* _Фрагмент текста_:
──────────

Однако скромность вовсе не означает отсутствие амбиций. Авраам Линкольн держался скромно, но был весьма амбициозен. То же самое могу сказать и о себе, но мои амбиции касаются не личных выгод (хотя я очень люблю выигрывать в азартные игры и в гольф): я всегда хочу приносить пользу организации и сообществу, которым служу. Возможно, единственный способ сочетать скромность и амбициозность — направить свои амбиции на благо других.
Незадолго до ухода с поста президента я предавался воспоминаниям вместе с Айзеком Стейном — одним из попечителей, стараниями которых я занял эту должность. Айзек, возглавивший к тому времени попечительский совет, активно занимался поисками моего преемника. Он сказал: «Знаешь, Джон, основная твоя черта характера, которая позволила нам выбрать тебя президентом, — способность расти над собой в процессе работы».
Я посчитал его слова комплиментом и постарался не слишком съежиться от ужаса при мысли о том, каким неопытным я был, заняв этот пост 15 лет назад. Для Айзека моя способность к росту оказалась важнее всего остального, хотя, по его словам, принимая меня на работу, он и не предполагал ничего подобного. Сейчас возглавляемый им совет пытается разработать способы оценки этого качества, чтобы поставить его во главу угла при поисках того, кто заменит меня.

──────────

* _Представленные сведения_:
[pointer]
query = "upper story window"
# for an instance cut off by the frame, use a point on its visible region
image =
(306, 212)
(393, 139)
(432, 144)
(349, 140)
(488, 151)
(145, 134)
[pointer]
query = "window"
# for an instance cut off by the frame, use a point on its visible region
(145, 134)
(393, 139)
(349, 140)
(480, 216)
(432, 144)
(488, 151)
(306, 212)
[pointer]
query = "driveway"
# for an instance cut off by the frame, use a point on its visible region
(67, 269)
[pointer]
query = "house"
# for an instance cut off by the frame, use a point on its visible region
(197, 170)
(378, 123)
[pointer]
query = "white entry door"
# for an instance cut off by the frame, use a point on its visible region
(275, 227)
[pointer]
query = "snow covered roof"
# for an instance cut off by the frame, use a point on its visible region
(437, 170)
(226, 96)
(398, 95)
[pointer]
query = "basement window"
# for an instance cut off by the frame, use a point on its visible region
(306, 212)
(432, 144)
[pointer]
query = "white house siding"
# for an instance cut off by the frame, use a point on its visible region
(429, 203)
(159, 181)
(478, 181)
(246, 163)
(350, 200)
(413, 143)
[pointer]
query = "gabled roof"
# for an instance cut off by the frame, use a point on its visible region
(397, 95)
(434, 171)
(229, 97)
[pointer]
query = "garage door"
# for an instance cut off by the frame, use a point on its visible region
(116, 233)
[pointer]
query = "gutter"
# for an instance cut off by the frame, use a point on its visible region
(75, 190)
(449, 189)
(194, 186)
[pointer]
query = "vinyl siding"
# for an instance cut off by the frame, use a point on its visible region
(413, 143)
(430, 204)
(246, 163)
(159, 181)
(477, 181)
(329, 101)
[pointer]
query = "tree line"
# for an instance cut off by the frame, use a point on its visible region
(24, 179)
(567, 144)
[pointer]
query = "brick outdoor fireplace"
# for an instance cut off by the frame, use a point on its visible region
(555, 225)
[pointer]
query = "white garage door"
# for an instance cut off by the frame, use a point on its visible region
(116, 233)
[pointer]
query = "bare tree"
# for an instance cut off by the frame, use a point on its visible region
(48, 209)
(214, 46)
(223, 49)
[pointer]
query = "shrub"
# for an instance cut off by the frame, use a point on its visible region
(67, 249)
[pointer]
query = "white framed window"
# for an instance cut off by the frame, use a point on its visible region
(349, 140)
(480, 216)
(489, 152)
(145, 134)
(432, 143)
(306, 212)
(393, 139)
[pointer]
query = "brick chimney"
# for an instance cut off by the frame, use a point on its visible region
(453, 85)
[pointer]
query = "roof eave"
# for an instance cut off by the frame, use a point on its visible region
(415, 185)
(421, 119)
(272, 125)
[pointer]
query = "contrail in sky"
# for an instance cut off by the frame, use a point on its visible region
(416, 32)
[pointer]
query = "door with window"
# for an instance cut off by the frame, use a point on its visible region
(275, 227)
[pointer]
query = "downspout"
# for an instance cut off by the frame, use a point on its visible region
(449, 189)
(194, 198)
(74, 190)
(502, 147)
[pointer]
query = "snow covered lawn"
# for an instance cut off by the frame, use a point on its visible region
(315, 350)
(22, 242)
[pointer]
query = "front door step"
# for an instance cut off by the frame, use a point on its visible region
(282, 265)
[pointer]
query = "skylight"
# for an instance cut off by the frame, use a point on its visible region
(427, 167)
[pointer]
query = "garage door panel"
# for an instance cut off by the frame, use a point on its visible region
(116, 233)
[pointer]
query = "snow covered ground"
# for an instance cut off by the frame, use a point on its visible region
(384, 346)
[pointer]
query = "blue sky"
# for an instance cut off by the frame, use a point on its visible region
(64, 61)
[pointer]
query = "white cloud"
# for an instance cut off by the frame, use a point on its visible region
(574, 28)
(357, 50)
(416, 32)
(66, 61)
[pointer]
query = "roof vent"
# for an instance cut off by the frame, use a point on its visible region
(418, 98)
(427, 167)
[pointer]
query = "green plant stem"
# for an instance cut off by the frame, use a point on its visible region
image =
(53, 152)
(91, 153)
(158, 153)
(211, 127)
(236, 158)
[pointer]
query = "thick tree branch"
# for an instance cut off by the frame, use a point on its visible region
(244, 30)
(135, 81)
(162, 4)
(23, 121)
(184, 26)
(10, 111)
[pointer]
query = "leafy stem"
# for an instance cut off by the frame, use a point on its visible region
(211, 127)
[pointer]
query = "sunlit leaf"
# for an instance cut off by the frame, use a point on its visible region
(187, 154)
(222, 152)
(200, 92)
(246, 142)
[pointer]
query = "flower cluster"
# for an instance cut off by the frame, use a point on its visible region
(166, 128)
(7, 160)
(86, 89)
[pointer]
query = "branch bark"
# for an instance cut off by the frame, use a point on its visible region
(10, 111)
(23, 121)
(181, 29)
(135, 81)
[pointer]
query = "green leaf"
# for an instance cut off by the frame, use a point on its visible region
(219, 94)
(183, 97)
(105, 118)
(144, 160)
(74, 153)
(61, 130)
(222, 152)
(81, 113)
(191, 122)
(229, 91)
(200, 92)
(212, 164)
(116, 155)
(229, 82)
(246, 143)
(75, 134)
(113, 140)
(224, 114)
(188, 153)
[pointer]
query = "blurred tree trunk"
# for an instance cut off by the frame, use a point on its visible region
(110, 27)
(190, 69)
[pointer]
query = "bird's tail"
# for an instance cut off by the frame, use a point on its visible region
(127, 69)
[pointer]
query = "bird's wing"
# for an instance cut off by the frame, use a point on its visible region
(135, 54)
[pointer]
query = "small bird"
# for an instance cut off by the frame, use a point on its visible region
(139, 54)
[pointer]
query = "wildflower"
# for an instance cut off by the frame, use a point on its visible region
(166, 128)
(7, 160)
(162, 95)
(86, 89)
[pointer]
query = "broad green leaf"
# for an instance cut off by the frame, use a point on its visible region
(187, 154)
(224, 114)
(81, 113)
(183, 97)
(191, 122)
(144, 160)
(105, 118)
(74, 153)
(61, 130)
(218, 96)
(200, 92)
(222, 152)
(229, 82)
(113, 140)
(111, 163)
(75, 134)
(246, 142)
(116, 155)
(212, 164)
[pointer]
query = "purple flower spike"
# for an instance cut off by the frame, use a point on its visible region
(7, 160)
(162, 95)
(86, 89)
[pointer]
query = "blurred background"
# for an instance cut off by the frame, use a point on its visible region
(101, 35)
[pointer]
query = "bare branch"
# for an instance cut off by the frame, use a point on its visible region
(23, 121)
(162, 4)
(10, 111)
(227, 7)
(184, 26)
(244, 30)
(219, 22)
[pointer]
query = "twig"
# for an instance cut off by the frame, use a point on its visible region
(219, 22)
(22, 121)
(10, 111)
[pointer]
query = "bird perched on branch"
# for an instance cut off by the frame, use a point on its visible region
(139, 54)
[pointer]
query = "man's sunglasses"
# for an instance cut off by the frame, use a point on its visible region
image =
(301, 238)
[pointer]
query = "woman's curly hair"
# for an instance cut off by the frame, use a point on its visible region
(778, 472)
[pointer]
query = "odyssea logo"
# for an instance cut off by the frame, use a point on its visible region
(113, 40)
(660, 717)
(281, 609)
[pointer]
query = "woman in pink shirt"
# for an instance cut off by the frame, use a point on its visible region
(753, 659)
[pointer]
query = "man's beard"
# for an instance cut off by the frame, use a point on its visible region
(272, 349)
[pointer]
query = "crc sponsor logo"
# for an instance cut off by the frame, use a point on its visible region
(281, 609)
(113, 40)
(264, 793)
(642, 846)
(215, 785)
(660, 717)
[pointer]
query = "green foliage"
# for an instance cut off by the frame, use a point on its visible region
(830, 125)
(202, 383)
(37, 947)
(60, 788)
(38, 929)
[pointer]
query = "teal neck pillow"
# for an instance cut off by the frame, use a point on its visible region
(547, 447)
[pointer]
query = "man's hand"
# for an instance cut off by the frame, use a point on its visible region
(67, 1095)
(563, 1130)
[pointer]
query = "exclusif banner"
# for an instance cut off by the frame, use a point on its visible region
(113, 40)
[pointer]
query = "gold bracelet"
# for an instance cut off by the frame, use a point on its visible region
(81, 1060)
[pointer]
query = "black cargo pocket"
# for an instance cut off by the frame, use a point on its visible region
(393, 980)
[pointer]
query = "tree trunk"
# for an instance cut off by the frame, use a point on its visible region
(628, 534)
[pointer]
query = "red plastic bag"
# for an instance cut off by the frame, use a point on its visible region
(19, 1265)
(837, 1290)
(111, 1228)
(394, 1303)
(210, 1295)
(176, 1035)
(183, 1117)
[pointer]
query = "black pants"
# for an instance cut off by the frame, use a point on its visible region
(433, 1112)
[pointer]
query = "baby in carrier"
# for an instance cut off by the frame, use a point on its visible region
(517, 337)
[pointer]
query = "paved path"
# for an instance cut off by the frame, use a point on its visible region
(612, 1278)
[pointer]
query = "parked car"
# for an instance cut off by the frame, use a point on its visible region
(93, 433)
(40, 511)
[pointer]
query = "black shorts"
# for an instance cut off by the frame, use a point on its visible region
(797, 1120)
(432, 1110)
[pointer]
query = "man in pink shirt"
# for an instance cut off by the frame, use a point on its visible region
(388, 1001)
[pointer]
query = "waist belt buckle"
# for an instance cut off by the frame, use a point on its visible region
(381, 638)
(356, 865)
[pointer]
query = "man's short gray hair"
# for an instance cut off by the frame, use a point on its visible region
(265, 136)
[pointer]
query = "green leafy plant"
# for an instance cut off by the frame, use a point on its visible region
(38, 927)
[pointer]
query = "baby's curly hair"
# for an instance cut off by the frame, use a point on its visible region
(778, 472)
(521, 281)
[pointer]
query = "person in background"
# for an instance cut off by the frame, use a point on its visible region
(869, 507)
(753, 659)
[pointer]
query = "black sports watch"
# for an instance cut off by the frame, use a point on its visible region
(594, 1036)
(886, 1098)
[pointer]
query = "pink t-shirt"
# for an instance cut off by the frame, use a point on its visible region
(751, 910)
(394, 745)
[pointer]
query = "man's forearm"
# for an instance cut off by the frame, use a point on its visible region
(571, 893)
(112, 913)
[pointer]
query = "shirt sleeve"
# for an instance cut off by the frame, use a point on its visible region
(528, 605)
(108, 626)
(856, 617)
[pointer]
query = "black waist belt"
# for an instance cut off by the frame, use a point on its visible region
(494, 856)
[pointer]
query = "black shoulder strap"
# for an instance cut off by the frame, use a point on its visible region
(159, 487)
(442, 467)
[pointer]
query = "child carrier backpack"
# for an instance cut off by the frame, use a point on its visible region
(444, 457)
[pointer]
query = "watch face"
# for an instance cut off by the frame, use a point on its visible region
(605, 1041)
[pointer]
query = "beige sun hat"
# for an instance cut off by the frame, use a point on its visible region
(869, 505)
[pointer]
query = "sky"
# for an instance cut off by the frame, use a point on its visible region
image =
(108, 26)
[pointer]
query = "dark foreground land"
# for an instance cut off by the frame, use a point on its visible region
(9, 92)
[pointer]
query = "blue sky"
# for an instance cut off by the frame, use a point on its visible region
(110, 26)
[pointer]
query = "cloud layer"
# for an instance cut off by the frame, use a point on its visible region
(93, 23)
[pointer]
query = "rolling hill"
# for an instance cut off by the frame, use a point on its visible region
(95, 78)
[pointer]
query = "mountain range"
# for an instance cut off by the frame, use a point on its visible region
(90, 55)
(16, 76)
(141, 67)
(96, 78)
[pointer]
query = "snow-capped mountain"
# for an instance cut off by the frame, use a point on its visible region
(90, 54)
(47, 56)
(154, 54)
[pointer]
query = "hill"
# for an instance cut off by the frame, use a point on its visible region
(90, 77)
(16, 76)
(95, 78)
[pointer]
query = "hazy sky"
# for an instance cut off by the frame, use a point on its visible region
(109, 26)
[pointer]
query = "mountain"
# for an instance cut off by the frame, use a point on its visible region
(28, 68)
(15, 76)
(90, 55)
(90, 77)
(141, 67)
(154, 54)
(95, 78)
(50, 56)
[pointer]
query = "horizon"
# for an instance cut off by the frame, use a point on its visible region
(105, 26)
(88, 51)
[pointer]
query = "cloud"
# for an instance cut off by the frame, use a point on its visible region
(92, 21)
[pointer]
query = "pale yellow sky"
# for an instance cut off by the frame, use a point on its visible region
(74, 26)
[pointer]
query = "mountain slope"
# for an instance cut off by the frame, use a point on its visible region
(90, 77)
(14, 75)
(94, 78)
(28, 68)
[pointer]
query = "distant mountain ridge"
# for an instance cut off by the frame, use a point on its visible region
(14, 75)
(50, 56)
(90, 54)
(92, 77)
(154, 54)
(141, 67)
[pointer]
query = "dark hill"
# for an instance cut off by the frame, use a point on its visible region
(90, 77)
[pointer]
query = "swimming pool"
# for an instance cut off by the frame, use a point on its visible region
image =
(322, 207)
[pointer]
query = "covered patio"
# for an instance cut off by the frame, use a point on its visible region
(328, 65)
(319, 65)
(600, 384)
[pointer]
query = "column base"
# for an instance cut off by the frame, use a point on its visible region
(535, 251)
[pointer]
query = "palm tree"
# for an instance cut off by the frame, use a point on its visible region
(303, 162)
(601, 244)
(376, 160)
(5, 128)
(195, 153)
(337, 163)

──────────

* _Задание_:
Процитируйте из фрагмента текста всё, начиная со слов «Однако скромность вовсе» и вплоть до слов «на благо других.».

* _Поле ответа_:
Однако скромность вовсе не означает отсутствие амбиций. Авраам Линкольн держался скромно, но был весьма амбициозен. То же самое могу сказать и о себе, но мои амбиции касаются не личных выгод (хотя я очень люблю выигрывать в азартные игры и в гольф): я всегда хочу приносить пользу организации и сообществу, которым служу. Возможно, единственный способ сочетать скромность и амбициозность — направить свои амбиции на благо других.